(Beginning of SUPPLIED RECORDS)
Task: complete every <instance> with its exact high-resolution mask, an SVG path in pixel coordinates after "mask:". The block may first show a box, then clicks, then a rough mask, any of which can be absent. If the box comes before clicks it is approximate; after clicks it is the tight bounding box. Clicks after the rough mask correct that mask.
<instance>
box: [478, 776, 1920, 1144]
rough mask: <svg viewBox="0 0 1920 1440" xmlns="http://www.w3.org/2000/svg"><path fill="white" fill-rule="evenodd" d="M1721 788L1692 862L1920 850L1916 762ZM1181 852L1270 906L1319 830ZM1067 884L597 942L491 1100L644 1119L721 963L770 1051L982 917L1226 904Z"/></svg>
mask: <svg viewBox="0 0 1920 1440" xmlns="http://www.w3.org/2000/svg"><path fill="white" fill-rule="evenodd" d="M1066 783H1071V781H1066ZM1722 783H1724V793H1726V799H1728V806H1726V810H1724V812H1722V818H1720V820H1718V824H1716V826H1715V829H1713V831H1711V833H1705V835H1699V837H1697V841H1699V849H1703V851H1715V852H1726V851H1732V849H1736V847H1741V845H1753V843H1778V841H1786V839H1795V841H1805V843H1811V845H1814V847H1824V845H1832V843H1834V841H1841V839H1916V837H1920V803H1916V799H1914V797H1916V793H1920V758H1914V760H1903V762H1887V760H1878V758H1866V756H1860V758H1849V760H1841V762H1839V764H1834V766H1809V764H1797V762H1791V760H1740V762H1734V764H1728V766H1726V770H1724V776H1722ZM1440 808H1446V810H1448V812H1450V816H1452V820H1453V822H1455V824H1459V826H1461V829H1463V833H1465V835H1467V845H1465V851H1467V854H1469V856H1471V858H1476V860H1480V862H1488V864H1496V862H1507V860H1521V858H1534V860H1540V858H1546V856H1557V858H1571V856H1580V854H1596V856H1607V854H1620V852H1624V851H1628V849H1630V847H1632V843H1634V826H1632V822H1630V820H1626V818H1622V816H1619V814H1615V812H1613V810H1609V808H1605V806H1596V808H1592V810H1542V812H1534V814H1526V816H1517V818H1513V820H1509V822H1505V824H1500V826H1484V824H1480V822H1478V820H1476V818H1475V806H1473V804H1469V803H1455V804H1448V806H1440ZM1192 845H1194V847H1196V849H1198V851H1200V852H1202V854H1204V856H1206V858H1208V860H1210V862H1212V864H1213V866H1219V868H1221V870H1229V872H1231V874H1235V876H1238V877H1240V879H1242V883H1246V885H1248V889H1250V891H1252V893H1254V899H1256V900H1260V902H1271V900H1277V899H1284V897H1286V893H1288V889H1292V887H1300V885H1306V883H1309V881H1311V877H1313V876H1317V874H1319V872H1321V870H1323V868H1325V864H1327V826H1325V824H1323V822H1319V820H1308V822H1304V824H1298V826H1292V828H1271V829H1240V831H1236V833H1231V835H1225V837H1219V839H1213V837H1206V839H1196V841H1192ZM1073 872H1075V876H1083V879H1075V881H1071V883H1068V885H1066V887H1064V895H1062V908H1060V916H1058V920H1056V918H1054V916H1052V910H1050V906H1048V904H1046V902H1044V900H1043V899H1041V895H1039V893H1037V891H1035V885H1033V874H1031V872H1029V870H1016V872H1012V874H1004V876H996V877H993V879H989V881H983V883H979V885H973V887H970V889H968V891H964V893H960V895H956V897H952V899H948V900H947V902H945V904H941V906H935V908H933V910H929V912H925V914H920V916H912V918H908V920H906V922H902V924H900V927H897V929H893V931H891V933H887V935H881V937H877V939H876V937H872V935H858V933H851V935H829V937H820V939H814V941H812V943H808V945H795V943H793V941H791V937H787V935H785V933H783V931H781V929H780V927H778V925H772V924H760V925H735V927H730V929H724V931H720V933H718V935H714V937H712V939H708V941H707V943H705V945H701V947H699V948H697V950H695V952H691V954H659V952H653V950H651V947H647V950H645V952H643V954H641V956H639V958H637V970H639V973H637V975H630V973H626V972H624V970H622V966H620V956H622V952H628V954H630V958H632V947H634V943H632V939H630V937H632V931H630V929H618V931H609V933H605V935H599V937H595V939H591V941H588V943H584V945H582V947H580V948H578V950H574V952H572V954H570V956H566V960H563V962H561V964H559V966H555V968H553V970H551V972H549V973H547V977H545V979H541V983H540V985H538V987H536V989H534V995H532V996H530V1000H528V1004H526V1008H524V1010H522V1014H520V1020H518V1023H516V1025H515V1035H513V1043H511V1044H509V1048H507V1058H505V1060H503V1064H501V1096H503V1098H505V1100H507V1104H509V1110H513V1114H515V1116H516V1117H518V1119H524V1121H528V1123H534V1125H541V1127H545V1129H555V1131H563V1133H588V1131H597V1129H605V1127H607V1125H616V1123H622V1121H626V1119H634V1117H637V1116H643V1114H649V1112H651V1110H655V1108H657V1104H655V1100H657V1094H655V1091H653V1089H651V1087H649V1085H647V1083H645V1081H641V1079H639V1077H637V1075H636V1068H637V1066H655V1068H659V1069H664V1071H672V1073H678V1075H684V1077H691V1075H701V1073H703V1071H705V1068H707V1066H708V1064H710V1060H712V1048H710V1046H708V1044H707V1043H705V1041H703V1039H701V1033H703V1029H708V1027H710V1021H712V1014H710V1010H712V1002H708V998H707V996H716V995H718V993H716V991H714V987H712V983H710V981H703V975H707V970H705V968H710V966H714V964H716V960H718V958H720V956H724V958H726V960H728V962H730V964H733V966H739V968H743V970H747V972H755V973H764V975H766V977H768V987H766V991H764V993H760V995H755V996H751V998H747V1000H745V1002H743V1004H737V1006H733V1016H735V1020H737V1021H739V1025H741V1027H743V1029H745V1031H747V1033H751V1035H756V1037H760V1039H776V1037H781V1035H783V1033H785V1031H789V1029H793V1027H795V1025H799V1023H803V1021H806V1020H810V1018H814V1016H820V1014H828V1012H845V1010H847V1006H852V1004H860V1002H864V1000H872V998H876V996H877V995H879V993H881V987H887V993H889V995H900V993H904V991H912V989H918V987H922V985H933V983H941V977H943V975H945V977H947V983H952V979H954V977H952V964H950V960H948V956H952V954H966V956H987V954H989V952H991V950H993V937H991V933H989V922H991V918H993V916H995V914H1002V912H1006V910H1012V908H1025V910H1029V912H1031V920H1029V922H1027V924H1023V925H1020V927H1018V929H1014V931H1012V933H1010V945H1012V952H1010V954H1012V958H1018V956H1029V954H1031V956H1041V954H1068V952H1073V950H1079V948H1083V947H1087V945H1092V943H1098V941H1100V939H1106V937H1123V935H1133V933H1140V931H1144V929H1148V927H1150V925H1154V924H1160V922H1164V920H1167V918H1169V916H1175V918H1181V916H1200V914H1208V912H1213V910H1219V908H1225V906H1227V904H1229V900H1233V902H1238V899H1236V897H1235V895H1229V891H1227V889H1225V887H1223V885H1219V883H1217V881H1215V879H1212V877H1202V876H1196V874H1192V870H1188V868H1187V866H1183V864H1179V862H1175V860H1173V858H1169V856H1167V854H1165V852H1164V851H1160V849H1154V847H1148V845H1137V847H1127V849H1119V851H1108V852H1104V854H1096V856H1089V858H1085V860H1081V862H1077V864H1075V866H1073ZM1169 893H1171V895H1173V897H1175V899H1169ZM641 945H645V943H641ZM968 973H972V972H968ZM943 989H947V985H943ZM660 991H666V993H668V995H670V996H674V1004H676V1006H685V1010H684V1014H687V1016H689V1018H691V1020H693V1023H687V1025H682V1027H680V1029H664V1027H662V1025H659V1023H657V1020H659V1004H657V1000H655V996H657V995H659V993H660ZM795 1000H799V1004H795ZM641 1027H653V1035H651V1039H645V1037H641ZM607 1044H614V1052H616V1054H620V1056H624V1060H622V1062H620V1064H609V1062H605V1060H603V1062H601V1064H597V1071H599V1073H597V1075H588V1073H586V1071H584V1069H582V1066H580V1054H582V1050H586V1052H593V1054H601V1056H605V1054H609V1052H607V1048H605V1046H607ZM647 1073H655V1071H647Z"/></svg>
(End of SUPPLIED RECORDS)
◆ EXERCISE BRIEF: Repeat the lines from the start of the records to the line with "rough mask: <svg", both included.

◆ EXPECTED ANSWER:
Task: complete every <instance> with its exact high-resolution mask, an SVG path in pixel coordinates after "mask:". The block may first show a box, then clicks, then a rough mask, any of which can be absent. If the box comes before clicks it is approximate; after clicks it is the tight bounding box. Clicks after the rough mask correct that mask.
<instance>
box: [478, 776, 1920, 1144]
rough mask: <svg viewBox="0 0 1920 1440" xmlns="http://www.w3.org/2000/svg"><path fill="white" fill-rule="evenodd" d="M1721 788L1692 862L1920 850L1916 762ZM1181 852L1270 906L1319 830ZM1067 884L597 942L491 1100L644 1119L721 963L770 1051L982 917L1226 904Z"/></svg>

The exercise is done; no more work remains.